WORK ORDER »
Pictures should not appear in the copy; the records themselves must be written out exactly.

INPUT DATA »
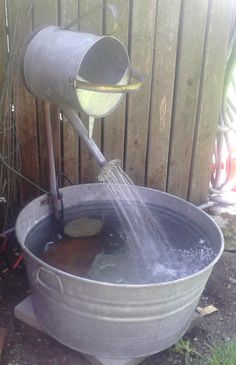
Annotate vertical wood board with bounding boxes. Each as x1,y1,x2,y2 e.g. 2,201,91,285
125,0,157,185
146,0,181,191
167,0,208,199
0,0,7,93
33,0,58,27
79,0,103,183
60,0,79,185
33,0,60,191
0,0,10,222
188,0,234,204
103,0,129,166
7,0,40,203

RESULT BELOW »
Annotate vertical wood board with bounding boxes. Each as x1,y1,x2,y2 e.g. 2,201,91,285
125,0,157,185
146,0,181,191
167,0,208,199
0,0,7,93
33,0,58,27
79,0,103,183
60,0,79,185
33,0,60,191
0,0,10,222
188,0,234,204
103,0,129,166
7,0,40,203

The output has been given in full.